→ **WORK TO BE COMPLETED**
Copy the listing word for word from its beginning through the line containing "[[552, 112], [619, 119], [581, 113], [524, 104]]", including both of those lines.

§

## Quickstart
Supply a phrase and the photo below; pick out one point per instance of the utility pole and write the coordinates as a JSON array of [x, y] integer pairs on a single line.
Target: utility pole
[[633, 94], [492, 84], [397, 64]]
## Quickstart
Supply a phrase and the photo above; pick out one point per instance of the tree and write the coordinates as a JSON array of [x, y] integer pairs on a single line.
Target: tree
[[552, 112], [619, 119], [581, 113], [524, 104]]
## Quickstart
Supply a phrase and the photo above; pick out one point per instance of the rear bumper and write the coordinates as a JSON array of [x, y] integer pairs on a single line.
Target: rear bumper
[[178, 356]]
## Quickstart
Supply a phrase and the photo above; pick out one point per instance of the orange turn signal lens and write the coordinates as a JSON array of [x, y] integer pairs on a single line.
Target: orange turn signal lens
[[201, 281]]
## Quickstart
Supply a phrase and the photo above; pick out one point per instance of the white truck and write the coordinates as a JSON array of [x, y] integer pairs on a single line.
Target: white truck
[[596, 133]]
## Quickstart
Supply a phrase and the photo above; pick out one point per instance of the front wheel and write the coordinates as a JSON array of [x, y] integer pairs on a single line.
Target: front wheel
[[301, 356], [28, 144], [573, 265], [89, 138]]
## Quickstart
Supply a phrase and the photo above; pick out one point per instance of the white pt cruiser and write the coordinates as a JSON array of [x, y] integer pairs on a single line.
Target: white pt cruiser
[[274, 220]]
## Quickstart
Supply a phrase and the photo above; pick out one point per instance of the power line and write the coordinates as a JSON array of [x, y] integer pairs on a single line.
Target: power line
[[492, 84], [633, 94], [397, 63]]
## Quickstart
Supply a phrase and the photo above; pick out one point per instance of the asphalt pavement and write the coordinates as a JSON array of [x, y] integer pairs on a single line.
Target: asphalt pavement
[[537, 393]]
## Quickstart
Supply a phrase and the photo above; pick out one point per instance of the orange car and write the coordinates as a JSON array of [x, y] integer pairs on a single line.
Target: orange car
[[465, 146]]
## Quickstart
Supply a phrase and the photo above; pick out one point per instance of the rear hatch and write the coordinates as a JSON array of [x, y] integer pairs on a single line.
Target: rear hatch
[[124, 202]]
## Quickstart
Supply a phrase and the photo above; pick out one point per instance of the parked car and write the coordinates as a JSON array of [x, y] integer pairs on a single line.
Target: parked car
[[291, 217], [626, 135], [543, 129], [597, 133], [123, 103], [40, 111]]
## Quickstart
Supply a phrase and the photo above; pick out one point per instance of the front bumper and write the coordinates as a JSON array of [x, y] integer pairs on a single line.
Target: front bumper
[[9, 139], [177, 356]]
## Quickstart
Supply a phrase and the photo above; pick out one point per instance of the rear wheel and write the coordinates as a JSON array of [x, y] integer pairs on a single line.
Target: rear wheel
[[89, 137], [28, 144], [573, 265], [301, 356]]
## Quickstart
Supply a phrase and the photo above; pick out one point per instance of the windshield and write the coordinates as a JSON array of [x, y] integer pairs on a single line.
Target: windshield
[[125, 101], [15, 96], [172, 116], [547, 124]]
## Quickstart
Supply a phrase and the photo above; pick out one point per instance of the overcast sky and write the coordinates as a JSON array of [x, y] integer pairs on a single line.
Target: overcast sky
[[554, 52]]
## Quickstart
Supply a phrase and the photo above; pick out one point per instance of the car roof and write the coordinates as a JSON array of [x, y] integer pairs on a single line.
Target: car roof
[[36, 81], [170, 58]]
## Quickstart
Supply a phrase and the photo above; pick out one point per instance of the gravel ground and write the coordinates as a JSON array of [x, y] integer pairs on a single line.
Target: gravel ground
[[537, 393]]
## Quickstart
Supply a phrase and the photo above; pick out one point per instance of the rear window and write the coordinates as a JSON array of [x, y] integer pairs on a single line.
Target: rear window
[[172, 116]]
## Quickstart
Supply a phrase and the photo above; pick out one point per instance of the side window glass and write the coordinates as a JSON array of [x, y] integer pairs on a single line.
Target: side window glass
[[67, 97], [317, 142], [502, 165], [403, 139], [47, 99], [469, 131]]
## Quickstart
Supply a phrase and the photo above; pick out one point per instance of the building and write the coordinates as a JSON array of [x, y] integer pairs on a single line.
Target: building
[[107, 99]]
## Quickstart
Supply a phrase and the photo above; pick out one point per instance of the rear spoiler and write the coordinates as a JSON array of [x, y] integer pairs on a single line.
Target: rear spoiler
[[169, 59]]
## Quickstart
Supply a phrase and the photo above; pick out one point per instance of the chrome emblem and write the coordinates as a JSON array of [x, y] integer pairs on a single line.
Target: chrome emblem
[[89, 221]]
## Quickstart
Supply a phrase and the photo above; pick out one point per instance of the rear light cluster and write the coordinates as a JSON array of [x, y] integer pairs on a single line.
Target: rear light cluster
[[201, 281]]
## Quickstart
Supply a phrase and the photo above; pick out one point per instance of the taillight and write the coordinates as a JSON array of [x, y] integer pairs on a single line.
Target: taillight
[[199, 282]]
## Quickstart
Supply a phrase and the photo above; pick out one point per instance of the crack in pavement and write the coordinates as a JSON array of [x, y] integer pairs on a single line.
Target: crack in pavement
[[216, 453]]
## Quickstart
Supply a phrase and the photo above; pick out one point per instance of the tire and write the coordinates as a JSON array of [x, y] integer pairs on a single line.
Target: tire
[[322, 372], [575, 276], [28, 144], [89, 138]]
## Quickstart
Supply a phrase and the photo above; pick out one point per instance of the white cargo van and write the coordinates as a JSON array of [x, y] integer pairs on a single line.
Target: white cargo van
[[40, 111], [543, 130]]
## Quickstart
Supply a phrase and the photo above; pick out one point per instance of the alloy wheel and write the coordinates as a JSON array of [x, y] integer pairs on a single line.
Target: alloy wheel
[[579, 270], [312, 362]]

§

→ **PROBLEM SOLUTION**
## Quickstart
Supply a phrase and the photo below; pick out one point per instance of the utility pole and write the coordinates as a JSON array of [x, y] integer pairs on a single line.
Target: utility pole
[[633, 94], [492, 84], [397, 64]]
## Quickstart
Supply a phrase and the photo above; pick out one point per instance of the tree and write the coordinates as a JSON array of [x, y] integer pairs on a single line.
Target: tree
[[552, 112], [619, 119], [581, 113], [524, 104]]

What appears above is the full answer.